▸ **What the task requires**
If a record holds a picture, drop the picture and return the rest of the record word for word.

┌─ Given data

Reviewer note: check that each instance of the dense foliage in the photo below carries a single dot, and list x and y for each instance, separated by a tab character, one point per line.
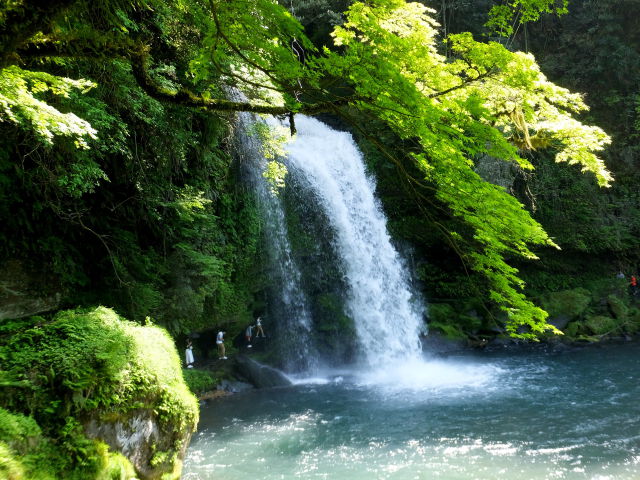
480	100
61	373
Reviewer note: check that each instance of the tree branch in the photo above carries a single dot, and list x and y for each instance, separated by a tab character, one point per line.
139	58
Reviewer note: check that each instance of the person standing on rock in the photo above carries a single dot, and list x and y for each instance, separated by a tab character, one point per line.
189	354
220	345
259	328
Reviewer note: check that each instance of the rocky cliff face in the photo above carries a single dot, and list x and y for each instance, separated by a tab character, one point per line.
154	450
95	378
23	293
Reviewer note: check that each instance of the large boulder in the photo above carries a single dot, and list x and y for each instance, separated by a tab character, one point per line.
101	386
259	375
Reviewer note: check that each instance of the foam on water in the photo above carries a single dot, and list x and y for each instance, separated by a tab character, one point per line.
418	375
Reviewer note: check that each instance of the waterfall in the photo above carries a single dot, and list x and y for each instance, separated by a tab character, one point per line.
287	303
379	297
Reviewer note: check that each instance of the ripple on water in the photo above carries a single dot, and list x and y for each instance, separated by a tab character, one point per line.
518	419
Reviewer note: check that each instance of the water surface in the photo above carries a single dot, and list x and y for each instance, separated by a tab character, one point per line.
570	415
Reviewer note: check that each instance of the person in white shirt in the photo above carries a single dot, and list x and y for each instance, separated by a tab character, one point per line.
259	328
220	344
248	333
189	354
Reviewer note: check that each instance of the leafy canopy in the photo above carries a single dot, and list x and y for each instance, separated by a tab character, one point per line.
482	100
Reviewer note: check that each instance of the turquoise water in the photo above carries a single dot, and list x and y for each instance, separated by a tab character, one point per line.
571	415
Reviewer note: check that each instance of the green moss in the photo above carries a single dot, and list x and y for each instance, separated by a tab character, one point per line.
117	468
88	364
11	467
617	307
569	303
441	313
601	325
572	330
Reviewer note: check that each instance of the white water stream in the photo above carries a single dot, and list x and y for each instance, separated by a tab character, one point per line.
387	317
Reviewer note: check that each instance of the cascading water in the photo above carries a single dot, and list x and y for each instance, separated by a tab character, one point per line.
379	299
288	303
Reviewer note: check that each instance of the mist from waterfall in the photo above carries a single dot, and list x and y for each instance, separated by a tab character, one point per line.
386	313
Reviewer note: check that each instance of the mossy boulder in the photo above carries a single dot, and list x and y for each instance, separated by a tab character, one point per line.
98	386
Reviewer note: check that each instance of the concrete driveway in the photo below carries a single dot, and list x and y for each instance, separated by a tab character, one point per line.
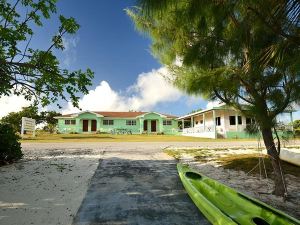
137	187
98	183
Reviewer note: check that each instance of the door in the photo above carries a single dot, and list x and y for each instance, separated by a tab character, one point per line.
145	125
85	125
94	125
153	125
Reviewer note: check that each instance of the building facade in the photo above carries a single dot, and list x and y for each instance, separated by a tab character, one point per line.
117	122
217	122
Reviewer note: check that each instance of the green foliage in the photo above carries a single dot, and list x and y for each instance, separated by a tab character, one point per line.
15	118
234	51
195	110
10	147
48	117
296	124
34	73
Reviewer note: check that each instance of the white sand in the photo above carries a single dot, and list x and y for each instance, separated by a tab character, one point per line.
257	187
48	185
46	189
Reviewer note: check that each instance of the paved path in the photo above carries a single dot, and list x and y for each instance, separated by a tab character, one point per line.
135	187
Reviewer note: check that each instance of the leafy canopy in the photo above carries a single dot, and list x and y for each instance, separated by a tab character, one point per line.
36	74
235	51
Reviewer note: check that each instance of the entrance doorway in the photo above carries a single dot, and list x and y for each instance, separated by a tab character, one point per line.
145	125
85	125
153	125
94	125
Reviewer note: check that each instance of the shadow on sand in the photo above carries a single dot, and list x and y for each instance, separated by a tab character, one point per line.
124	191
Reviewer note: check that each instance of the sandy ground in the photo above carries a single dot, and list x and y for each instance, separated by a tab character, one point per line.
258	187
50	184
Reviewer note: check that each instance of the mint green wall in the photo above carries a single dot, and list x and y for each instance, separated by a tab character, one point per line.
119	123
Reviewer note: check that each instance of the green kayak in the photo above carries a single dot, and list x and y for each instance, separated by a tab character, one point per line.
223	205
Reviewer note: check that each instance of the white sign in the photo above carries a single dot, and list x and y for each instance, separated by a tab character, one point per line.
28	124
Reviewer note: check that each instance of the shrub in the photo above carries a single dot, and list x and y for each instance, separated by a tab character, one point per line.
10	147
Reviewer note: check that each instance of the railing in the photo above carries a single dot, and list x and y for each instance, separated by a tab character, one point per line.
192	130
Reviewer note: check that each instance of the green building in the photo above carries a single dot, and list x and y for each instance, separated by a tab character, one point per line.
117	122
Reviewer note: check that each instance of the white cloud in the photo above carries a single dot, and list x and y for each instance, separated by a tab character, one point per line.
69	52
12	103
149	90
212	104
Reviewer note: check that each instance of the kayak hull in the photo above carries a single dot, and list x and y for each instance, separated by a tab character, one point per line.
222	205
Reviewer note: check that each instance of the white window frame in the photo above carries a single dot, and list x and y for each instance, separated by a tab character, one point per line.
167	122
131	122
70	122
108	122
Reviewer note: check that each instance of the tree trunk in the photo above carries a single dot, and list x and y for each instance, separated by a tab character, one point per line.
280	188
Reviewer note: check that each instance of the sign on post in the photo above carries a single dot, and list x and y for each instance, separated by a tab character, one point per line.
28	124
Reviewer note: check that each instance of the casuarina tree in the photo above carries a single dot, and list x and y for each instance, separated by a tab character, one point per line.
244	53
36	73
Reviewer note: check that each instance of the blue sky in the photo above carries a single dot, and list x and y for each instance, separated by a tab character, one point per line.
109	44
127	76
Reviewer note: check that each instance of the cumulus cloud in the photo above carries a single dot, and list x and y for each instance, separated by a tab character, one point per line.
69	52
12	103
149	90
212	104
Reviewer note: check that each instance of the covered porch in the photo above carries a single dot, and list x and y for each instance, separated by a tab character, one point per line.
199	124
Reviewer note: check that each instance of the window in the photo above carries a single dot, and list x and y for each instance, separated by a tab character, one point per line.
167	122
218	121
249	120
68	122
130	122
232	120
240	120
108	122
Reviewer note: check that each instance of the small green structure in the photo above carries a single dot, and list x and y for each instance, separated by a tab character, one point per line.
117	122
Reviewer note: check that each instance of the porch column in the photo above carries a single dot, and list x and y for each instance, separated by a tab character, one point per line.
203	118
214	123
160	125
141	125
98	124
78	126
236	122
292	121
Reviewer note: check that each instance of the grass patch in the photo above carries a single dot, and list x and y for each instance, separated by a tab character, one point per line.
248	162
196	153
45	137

└─

▸ **Result of the exercise**
Reviewer note: check that each instance of the dense foliage in the photo below carries a single dot, and list x and y for each instance, separated by a tab character, one point per line.
480	100
61	373
Reviewer note: check that each instance of the tree branch in the photo above carries a single dot, and list x and y for each instance, separated by a tab character, one point per line.
139	58
Reviewer note: check that each instance of the person standing on rock in the photo above carries a single dot, and list x and y for each instance, separated by a tab character, one point per line.
189	354
220	345
259	328
Reviewer note: check that each instance of the rocky cliff face in the photo above carries a single dot, and list x and y for each instance, separated by a tab character, one point per line.
154	450
95	378
23	293
Reviewer note: check that each instance of the large boulder in the photo above carries a single dot, and list x and y for each instance, separated by a tab character, one point per line.
101	386
259	375
Reviewer note: check that each instance of the foam on water in the photo above carries a single dot, and list x and y for each instance, separated by a tab character, one point per line.
418	375
Reviewer note: check that each instance of the waterfall in the photo above carries a single dot, and list x and y for each instance, separated by a tab character, one point per line.
287	303
379	297
Reviewer note: check that each instance of the ripple on water in the photo above carries a single dot, and list x and y for each instance, separated by a tab character, one point per line.
518	419
Reviewer note: check that each instance of the water surface in the photo above carries a single dot, and list x and y for each instance, separated by a tab character, one point per line.
570	415
Reviewer note: check that each instance of the person in white shirt in the photo above carries a single dot, and list x and y for each instance, separated by a tab character, one point per line.
259	328
220	344
248	333
189	354
Reviewer note: check that each instance of the leafy canopy in the photo above carries a single dot, and list x and y for each instance, separated by a tab character, one point per line.
482	100
Reviewer note: check that each instance of the turquoise water in the photo above carries a single dot, and list x and y for each instance, separated by a tab character, one point per line.
571	415
Reviewer note: check that each instance of the green moss in the photo above carries a single dot, and list x and y for each instance, separated by a tab character, one point per line.
117	468
88	364
11	467
617	307
569	303
441	313
601	325
572	330
Reviewer note: check that each instance of the white water stream in the photo above carries a single dot, and list x and y for each instance, separated by a tab character, one point per line.
387	317
Reviewer note: check that each instance of the cascading water in the photo above carries a single dot, and list x and y for each instance, separated by a tab character, one point per line.
379	299
288	303
Reviewer note: check that each instance of the mist from waterfall in the photo above carries a single dot, and list x and y for each instance, separated by a tab character, one point per line.
386	313
Reviewer note: check that each instance of the mossy boulder in the photo above carries a single dot, and list x and y for each instance, separated by a tab character, one point per line.
98	386
Reviewer note: check that each instance of the concrete driveway in the photo below carries a single dot, and list x and y for each instance, separated by a tab character, one point per line.
137	187
98	183
Reviewer note: check that each instance of the door in the photo above carries a single dot, and list x and y for each instance, separated by a tab character, one point per line.
145	125
85	125
94	125
153	125
Reviewer note: check that each instance of the building facade in the photo above carries a single dot, and list x and y for each instance, separated by a tab character, one point per line.
117	122
217	122
Reviewer note: check that each instance of the green foliage in the photo above carries a single dot, and list x and y for each instance, separated by a tab character, one point per line.
15	118
234	51
195	110
10	147
48	117
296	124
34	73
Reviewer note: check that each instance of the white sand in the photo above carries a single dot, and list x and y for each instance, separated by a tab character, one point per line.
257	187
48	185
46	189
Reviewer note: check that each instance of the paved path in the photo above carries a single dot, and list x and y for each instance, separated by a tab character, one point per line.
135	187
Reviewer note: check that each instance of the leafy canopy in the photo above carries a single dot, and list x and y for each instance, separated by a tab character, one point per line.
36	74
235	51
Reviewer note: check that each instance of the entrance doorway in the photo above carries a single dot, and list x and y for each instance, separated by a tab character, one point per line.
145	125
85	125
153	125
94	125
Reviewer note: check that each instance of the shadow on sand in the photo above carries a single dot, and list x and y for each instance, separated by a tab character, one point per line.
124	191
Reviewer note: check that each instance of the sandy ground in the photo above carries a single dot, and list x and y for each instance, separated by a tab character, one point per line.
258	187
50	184
Reviewer note: check that each instance of the mint green wall in the photo above carries a single dot, and list x and y for each instance, separated by a tab character, one point per line.
119	123
Reviewer note: check that each instance of the green kayak in the photo above carries a single dot, and list x and y for each instance, separated by a tab character, one point per line.
223	205
Reviewer note: check that each instance of the white sign in the photo above carries a single dot, and list x and y for each instance, separated by a tab character, one point per line.
28	124
Reviewer note: check that each instance of the shrub in the photo above carries a single dot, and list x and y for each instance, separated by a tab character, one point per line.
10	147
Reviewer note: check that each instance of the railing in the photo above carries a single dot, and list x and y for each instance, separated by a tab character, one point per line.
192	130
Reviewer note: check that each instance of the green building in the photo above carries a single dot, and list x and y for each instance, separated by a tab character, one point per line.
117	122
Reviewer note: check that each instance of the white cloud in the photo above carries a single dot, and list x and y for each instance, separated by a tab character, one point per line.
69	52
12	103
149	90
212	104
Reviewer note: check that each instance of the kayak hull in the photo above carries a single dot, and list x and y for each instance, separated by a tab character, one point per line.
222	205
Reviewer note: check that each instance of the white window frame in the photo above carries a single dot, and list x and y for each instance, separated by a tab character, one point per line.
167	122
131	122
70	122
108	122
Reviewer note: check that each instance of the tree trunk in the photo above carries a single dot, and list x and y for each instance, separated by a tab character, one point per line.
280	188
Reviewer note: check that each instance of the sign on post in the photo above carries a single dot, and list x and y for each instance, separated by a tab character, one point per line.
28	124
Reviewer note: check that each instance of the casuarina tree in the photo above carries a single dot, and list x and y for each instance, separated by a tab character, one point per line.
244	53
36	73
Reviewer note: check that each instance of the blue sky in the photo above carries a single dot, and list x and y for each instance, separated by a tab character, one point per line.
109	44
127	76
Reviewer note: check that each instance of the cumulus cloud in the photo above carries a single dot, and list x and y for each instance, separated by a tab character, one point per line.
69	52
12	103
149	90
212	104
Reviewer note: check that each instance of the covered porch in the photo above carries a single dot, and list x and y for each instance, separated by a tab character, one point per line.
199	124
Reviewer note: check that each instance of the window in the photo above carries a single dot, and list x and y for each instance, separated by a tab character, one point per line.
167	122
218	121
249	120
68	122
130	122
232	120
240	120
108	122
Reviewer note: check that each instance of the small green structure in the photo above carries a single dot, and list x and y for each instance, separated by a tab character, one point per line.
117	122
Reviewer note: check that each instance of the porch column in the photo above carries a single dot, and list x and y for each instance, separated by a tab character, one point per line.
203	118
214	123
160	125
141	125
98	124
78	126
236	122
292	121
Reviewer note: check that each instance of the grass patch in the photo above carries a single dot, and list x and y for each instance, separated by a tab character, one point per line.
248	162
196	153
45	137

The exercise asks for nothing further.